- TEXT UNDER STUDY -
----------

Negligent Failure To Warn Claim Survives Preemption Challenge in Marine Ethanol Class Action
As the skipper of a small motorboat myself, my interest was piqued by a recent decision reported by Product Liability Law 360, Kelecseny v. Chevron U.S.A., Inc., Case No. 08-61294-CIV-ALTONAGA/Brown (S.D. Fla. Jan. 20, 2009).
Kelecseny was a copycat action brought after a similar class action had been dismissed in California federal court. In Kelecseny, plaintiffs alleged that ethanol blended gasoline expires more quickly around water, causing damage to boat engines, fuel systems, and fiberglass fuel tanks. According to plaintiffs, the "major gasoline manufacturers" know this fact, yet they have sold and continue to sell ethanol blended gasoline for use by boaters.
Plaintiffs, however, clearly had some severe problems with the case as pled. To begin with, they have extreme difficulty identifying which defendant's product, if any, actually injured them. The court observed that even plaintiffs agreed their strict liability, fraudulent concealment, and Florida Deceptive and Unfair Trade Practices Act claims must be dismissed because the Florida Supreme Court has held that market share alternate liability does not apply to claims of fraud or strict liability. Kelecseny, slip op. at 2-3 (citing Conley v. Boyle Drug Co., 570 So.2d 275, 286 (Fla. 1990)).
That left just one claim: negligent failure to warn. The defendants argued that this state law claim was preempted by the federal Energy Policy Act, which requires refiners to use increasing amounts of so-called "renewable fuels" -- like corn-based ethanol -- from 2006 forward. Kelecseny, slip op. at 7-8. In 2007, Congress doubled its mandate, urging refiners to produce 36 billion gallons of such fuel by the year 2022.

----------

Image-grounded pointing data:

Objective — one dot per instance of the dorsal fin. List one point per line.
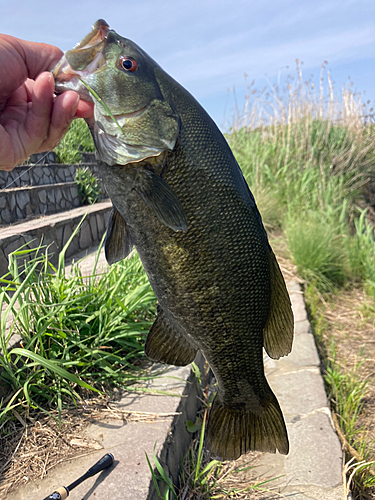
(165, 344)
(279, 329)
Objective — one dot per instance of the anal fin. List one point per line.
(118, 243)
(164, 344)
(231, 432)
(279, 329)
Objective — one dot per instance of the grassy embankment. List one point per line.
(309, 158)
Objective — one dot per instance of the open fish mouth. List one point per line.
(74, 64)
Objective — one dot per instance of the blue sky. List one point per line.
(208, 45)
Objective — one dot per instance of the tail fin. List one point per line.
(231, 433)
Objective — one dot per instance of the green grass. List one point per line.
(88, 186)
(77, 140)
(77, 332)
(309, 157)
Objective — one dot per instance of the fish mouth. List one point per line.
(74, 65)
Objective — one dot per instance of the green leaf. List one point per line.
(190, 427)
(53, 366)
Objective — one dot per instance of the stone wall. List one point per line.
(20, 203)
(38, 175)
(53, 232)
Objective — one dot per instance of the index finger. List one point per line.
(21, 59)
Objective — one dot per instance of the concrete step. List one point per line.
(22, 202)
(38, 175)
(311, 471)
(54, 231)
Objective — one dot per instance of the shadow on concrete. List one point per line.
(102, 476)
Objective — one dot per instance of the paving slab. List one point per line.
(313, 468)
(129, 478)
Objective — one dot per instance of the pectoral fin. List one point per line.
(161, 199)
(118, 243)
(279, 329)
(164, 344)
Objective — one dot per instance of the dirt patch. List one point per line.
(31, 446)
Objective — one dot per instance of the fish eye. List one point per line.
(128, 64)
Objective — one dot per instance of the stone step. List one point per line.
(54, 231)
(38, 175)
(20, 203)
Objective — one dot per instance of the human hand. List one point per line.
(32, 119)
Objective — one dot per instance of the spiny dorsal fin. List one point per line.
(164, 344)
(161, 199)
(118, 243)
(279, 329)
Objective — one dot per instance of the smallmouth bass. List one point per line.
(179, 197)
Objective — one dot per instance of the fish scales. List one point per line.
(193, 220)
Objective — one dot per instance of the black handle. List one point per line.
(103, 463)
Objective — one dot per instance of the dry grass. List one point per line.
(31, 446)
(353, 331)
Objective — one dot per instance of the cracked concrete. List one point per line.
(313, 468)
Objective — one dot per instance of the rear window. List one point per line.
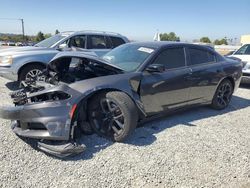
(171, 58)
(200, 56)
(116, 41)
(97, 42)
(243, 50)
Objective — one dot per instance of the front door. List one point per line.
(167, 90)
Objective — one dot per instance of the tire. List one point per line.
(223, 95)
(112, 115)
(28, 69)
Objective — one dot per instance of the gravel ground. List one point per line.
(195, 148)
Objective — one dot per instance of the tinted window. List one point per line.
(171, 58)
(77, 41)
(243, 50)
(199, 56)
(128, 56)
(97, 42)
(116, 41)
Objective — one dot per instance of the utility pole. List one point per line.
(23, 29)
(21, 22)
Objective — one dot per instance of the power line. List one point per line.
(22, 22)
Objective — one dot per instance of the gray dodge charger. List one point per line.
(110, 95)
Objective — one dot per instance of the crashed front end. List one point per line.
(43, 114)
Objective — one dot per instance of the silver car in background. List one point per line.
(26, 62)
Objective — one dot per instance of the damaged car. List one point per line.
(110, 95)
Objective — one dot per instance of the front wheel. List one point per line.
(223, 95)
(113, 115)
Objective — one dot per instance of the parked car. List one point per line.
(11, 43)
(131, 83)
(26, 62)
(243, 53)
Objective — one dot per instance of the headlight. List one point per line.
(5, 60)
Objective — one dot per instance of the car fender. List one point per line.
(128, 83)
(21, 60)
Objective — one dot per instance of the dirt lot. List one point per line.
(195, 148)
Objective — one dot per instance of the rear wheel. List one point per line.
(112, 115)
(223, 95)
(30, 71)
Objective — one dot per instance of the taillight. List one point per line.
(72, 111)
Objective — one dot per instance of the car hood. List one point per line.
(53, 64)
(25, 50)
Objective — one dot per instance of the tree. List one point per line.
(169, 37)
(205, 40)
(56, 32)
(224, 41)
(40, 36)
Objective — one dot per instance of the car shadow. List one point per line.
(145, 133)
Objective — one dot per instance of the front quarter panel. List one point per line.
(128, 83)
(19, 60)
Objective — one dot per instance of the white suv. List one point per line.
(244, 54)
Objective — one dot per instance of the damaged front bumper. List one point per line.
(41, 121)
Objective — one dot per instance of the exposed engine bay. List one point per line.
(65, 70)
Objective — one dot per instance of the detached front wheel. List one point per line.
(113, 115)
(223, 95)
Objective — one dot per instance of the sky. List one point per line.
(136, 19)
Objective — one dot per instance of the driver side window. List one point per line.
(77, 41)
(243, 50)
(171, 58)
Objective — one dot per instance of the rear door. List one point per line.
(164, 91)
(206, 73)
(243, 53)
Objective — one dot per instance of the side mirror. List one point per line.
(155, 68)
(62, 46)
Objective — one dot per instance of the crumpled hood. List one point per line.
(25, 50)
(57, 62)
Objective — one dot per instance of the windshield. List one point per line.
(50, 41)
(128, 56)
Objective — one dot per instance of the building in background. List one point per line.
(245, 39)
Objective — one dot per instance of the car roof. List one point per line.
(92, 32)
(160, 44)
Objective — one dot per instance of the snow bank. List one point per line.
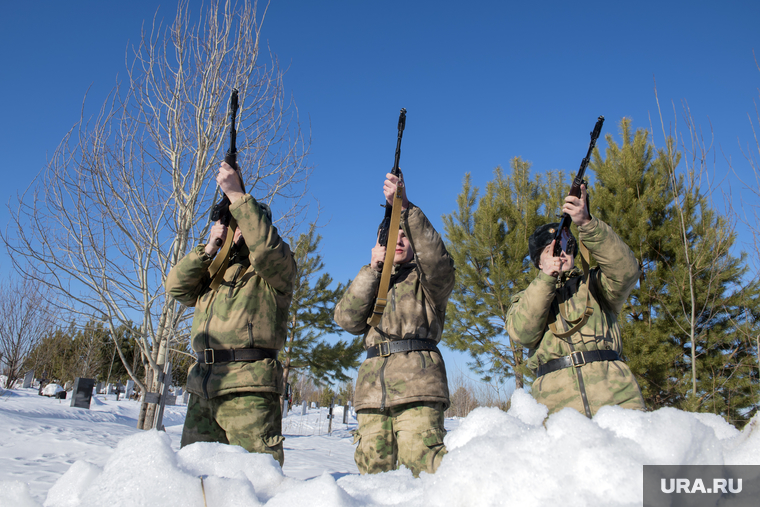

----------

- WORK TASK 1 -
From the article on the Kelecseny ethanol case, copy the part that opens with the words containing "Negligent Failure To Warn Claim" and closes with "use by boaters.".
- WORK TASK 2 -
Condense the paragraph of the article on the Kelecseny ethanol case that begins "Plaintiffs, however, clearly had some severe problems", keeping its main facts.

- ANSWER 1 -
Negligent Failure To Warn Claim Survives Preemption Challenge in Marine Ethanol Class Action
As the skipper of a small motorboat myself, my interest was piqued by a recent decision reported by Product Liability Law 360, Kelecseny v. Chevron U.S.A., Inc., Case No. 08-61294-CIV-ALTONAGA/Brown (S.D. Fla. Jan. 20, 2009).
Kelecseny was a copycat action brought after a similar class action had been dismissed in California federal court. In Kelecseny, plaintiffs alleged that ethanol blended gasoline expires more quickly around water, causing damage to boat engines, fuel systems, and fiberglass fuel tanks. According to plaintiffs, the "major gasoline manufacturers" know this fact, yet they have sold and continue to sell ethanol blended gasoline for use by boaters.

- ANSWER 2 -
The plaintiffs' case had severe problems as pled, starting with their extreme difficulty identifying which defendant's product, if any, actually injured them. The court noted that even the plaintiffs agreed that three of their claims must be dismissed: strict liability, fraudulent concealment, and Florida Deceptive and Unfair Trade Practices Act. The reason was that the Florida Supreme Court has held that market share alternate liability does not apply to fraud or strict liability claims (citing Conley v. Boyle Drug Co.).